<<<<

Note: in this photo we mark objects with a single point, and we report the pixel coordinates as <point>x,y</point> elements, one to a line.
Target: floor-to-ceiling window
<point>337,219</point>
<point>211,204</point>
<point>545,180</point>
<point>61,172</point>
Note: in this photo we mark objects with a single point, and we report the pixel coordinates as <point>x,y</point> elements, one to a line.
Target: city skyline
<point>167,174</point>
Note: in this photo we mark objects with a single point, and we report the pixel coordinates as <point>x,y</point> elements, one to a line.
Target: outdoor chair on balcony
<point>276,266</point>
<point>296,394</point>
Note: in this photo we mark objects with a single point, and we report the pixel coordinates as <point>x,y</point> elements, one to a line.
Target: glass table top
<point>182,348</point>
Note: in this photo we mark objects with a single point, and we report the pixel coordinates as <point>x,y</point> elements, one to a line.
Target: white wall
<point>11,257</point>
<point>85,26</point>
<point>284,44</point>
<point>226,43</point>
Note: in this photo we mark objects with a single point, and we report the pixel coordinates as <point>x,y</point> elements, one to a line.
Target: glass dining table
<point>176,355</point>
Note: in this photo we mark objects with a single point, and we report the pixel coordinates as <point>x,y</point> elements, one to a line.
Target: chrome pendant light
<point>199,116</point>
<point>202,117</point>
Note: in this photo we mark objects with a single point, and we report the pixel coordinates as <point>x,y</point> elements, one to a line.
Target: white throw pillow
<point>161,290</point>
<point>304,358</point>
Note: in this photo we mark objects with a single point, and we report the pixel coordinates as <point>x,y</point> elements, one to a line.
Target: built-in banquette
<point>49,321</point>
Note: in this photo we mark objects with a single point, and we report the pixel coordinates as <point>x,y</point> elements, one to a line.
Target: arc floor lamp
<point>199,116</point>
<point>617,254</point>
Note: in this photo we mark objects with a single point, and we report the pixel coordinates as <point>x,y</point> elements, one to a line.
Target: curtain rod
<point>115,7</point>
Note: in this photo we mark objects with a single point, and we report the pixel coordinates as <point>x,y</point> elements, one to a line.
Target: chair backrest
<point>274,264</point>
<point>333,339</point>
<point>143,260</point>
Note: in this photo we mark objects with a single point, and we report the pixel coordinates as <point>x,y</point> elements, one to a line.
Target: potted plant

>>>>

* Required action:
Faithfully reproduce all of the records, character for character.

* Answer space:
Note: in this photo we mark objects with a single point, and we report the pixel coordinates as <point>x,y</point> elements, one to a line.
Target: floor-to-ceiling window
<point>337,219</point>
<point>211,204</point>
<point>545,180</point>
<point>61,172</point>
Note: in this photo we mark objects with a single point, and we report the pixel coordinates as <point>x,y</point> elements, one to a line.
Target: city skyline
<point>167,174</point>
Note: in this photo we mark objects with a single point, and we report the pixel coordinates as <point>x,y</point> elements, one to a line.
Target: outdoor chair on balcony
<point>276,266</point>
<point>296,394</point>
Note: in this photo we mark objects with a single point, and we report the pixel coordinates as <point>x,y</point> elements, one to a line.
Target: glass table top
<point>182,348</point>
Note: in this photo we mark objects with a single point, and we report the pixel coordinates as <point>x,y</point> elements, one to a line.
Target: white wall
<point>11,257</point>
<point>85,26</point>
<point>284,44</point>
<point>226,43</point>
Note: in this photo we mark objects with a single point, and we report the pixel coordinates as <point>x,y</point> elements, one to a line.
Target: glass dining table
<point>176,355</point>
Note: in this photo we mark objects with a single point, and we report the pixel coordinates as <point>x,y</point> elements, one to a line.
Target: chrome pendant light
<point>199,116</point>
<point>202,117</point>
Note: in this photo we mark objects with a single point, and we report the pixel coordinates as <point>x,y</point> elements, one to a line.
Target: white throw pillow
<point>161,290</point>
<point>304,358</point>
Note: in this photo we mark objects with a single point, and we report the pixel coordinates as <point>x,y</point> elements, one to a line.
Target: built-in banquette
<point>49,321</point>
Note: in this photo we mark objects with a single point, and we report the pixel coordinates as <point>x,y</point> elements, one to a line.
Target: arc floor lamp
<point>199,116</point>
<point>617,254</point>
Note: in this photo we mark objects with a single point, and we report the pixel coordinates as <point>x,y</point> elements, one to a line.
Target: curtain rod
<point>115,7</point>
Note: in this photo we mark objects with a single point, and we report the pixel coordinates as <point>x,y</point> elements, one to a line.
Target: chair backrest
<point>274,264</point>
<point>333,339</point>
<point>143,260</point>
Note: in this photo we mark objects with a single point, and we report the pixel coordinates as <point>x,y</point> elements, one to a line.
Target: potted plant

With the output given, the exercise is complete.